### EXTRACTED RECORDS
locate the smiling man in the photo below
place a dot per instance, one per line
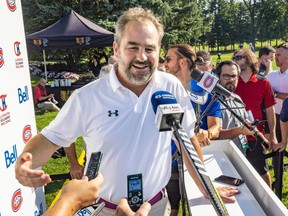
(120, 122)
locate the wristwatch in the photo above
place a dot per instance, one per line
(210, 135)
(276, 94)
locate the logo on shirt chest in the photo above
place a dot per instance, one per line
(113, 113)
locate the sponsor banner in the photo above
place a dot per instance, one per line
(17, 117)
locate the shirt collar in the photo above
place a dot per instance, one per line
(253, 78)
(115, 83)
(285, 72)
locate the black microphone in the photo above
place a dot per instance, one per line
(197, 94)
(168, 117)
(166, 108)
(210, 84)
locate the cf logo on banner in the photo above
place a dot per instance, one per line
(110, 113)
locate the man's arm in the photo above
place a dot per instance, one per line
(214, 127)
(35, 153)
(271, 119)
(281, 95)
(75, 195)
(76, 170)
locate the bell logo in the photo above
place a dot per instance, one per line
(115, 113)
(208, 82)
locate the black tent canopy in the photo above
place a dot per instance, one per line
(71, 31)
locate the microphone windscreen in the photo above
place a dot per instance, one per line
(162, 97)
(196, 74)
(195, 87)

### EXERCISE
Render every line of the listing above as a Markdown table with the columns Row and Line, numbering the rows and leaving out blank lines. Omit the pictures.

### SOLUTION FOR THIS EXERCISE
| Row | Line |
|---|---|
| 1 | locate the smiling man in the photo below |
| 2 | place a dot per instance, one per line |
| 3 | (120, 122) |
| 4 | locate the wristwatch in the photo above |
| 5 | place a dot per instance, one per line |
| 6 | (210, 135) |
| 7 | (276, 94) |
| 8 | locate the logo on shirt chest in the photo above |
| 9 | place a dot per instance, one per line |
| 10 | (113, 113) |
| 11 | locate the sponsor banner in the photo above |
| 12 | place a dot per instance, one per line |
| 13 | (17, 117) |
| 14 | locate the shirt collar in the photo above |
| 15 | place a dot per instance, one per line |
| 16 | (253, 78) |
| 17 | (115, 83) |
| 18 | (285, 72) |
| 19 | locate the black microphone in the photo above |
| 20 | place a dot per instance, one per line |
| 21 | (197, 94) |
| 22 | (168, 117) |
| 23 | (166, 108) |
| 24 | (210, 84) |
| 25 | locate the cf logo on banner in the photo above |
| 26 | place a dot per instance, one per line |
| 27 | (110, 113) |
| 28 | locate the man's arm in the photo above |
| 29 | place a dot per instance, one per line |
| 30 | (214, 127) |
| 31 | (35, 153) |
| 32 | (271, 119) |
| 33 | (281, 95) |
| 34 | (75, 195) |
| 35 | (76, 170) |
| 36 | locate the bell logo in the photo above |
| 37 | place a dot per instance, one per line |
| 38 | (115, 113) |
| 39 | (208, 82) |
| 40 | locate the black tent canopy in the photo above |
| 41 | place a dot per instance, one per line |
| 42 | (71, 31) |
| 43 | locate the microphone windscreen in the photo above |
| 44 | place a dot per instance, one per line |
| 45 | (162, 97) |
| 46 | (196, 74) |
| 47 | (195, 87) |